> **Task item**
Could you restate the entries word for word, without the images?

> **Input**
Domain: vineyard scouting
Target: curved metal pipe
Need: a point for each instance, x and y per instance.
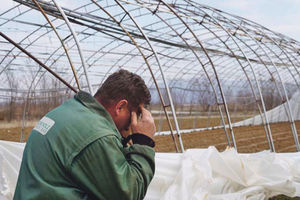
(214, 69)
(77, 43)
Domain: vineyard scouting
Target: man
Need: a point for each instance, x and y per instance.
(76, 151)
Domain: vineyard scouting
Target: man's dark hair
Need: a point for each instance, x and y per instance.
(124, 85)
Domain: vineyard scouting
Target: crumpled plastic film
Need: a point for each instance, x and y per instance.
(197, 174)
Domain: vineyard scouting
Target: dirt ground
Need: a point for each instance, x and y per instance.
(248, 139)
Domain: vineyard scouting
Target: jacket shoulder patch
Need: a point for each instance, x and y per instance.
(44, 125)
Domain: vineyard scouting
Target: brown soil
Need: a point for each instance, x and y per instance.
(248, 139)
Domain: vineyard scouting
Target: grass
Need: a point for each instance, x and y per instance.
(249, 139)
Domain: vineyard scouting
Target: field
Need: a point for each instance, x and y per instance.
(249, 139)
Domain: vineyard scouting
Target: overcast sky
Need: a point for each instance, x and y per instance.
(282, 16)
(278, 15)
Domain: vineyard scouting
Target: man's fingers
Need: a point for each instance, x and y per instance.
(133, 118)
(145, 112)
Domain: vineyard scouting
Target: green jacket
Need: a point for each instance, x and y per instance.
(75, 152)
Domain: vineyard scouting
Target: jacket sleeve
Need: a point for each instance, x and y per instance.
(106, 170)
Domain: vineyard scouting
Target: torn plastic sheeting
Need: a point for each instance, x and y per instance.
(202, 174)
(206, 174)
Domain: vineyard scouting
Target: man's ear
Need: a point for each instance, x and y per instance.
(121, 106)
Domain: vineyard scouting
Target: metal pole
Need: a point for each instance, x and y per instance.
(77, 43)
(39, 62)
(61, 41)
(162, 74)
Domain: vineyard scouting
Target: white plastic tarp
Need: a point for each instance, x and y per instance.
(277, 114)
(197, 174)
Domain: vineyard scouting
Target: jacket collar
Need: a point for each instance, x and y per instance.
(90, 102)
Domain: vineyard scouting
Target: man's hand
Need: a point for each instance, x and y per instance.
(145, 125)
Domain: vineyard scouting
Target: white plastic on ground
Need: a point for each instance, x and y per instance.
(202, 174)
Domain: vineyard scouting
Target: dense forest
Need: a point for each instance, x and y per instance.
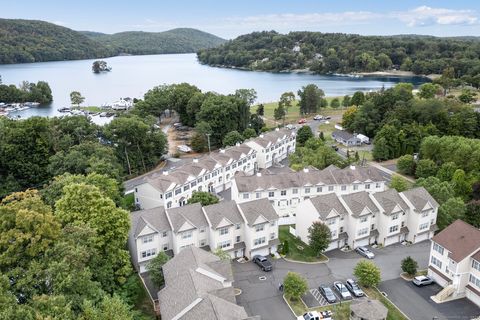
(35, 41)
(181, 40)
(345, 53)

> **Result of this exercise**
Domain: vineyard scouting
Target: curved metal pipe
Need: a point for each instance, x and y per instance.
(214, 69)
(77, 43)
Domain: vineyard scouting
Target: man
Need: a point for each instance, x and y per instance.
(76, 151)
Domain: vineyard scouting
Target: man's dark hair
Need: a point for each instance, x and y per instance.
(124, 85)
Domain: vineyard scouting
Target: crumpled plastic film
Need: a point for each instance, x and y per instance.
(197, 174)
Domain: vineyard scouting
Target: dirt ground
Need: a point for each instance, x and y per instance.
(248, 139)
Domain: vineyard scouting
Target: jacket shoulder patch
Need: a point for each instance, x and y per instance.
(44, 125)
Domain: vineyard scouting
Target: brown soil
Need: a point for each instance, x and y per instance.
(248, 139)
Domain: vineyard scouting
Target: grass
Need: a point for each instance, x and y per instance.
(249, 139)
Domain: vineyard scouting
Target: field
Need: a point for each instance, x and y per instance.
(249, 139)
Domain: vineyard scouting
Target: overcast sky
Need: a point for each instance, x and y per instance.
(282, 16)
(278, 15)
Domain: vineyard scouting
Target: man's fingers
Need: a point for each instance, x and y per instance.
(133, 118)
(145, 112)
Domain: vineyard scouting
Target: green jacket
Need: a point for each instance, x and y per instance.
(75, 152)
Domain: vineyard scouting
Target: jacket sleeve
Need: a point for each instance, x and y per instance.
(106, 170)
Domain: vineyard scouting
Target: torn plastic sheeting
Need: a point for each instance, x and y per instance.
(202, 174)
(206, 174)
Domain: vineyard scouting
Target: man's ear
Need: a point for each instance, x and y per instance.
(121, 106)
Domain: vineyard scouting
Target: metal pole
Need: a point for each instance, x and y per instance.
(77, 43)
(39, 62)
(61, 41)
(162, 74)
Domain: vineyard scouting
Target: white plastic tarp
Need: a point for each instance, x and y per instance.
(277, 114)
(197, 174)
Domain: vineyard scouting
Target: jacket collar
Need: a point for each instance, x and y per instance.
(90, 102)
Domain: vineyard scouting
Target: man's hand
Need: a point for each instance, x and y per instance.
(145, 125)
Domain: vineyard scouting
Target: white plastic on ground
Need: a point for each instance, x and y per instance.
(202, 174)
Domain: vineyard scouting
Target: dense forest
Need: a point for each instance, x and y per instance.
(35, 41)
(181, 40)
(345, 53)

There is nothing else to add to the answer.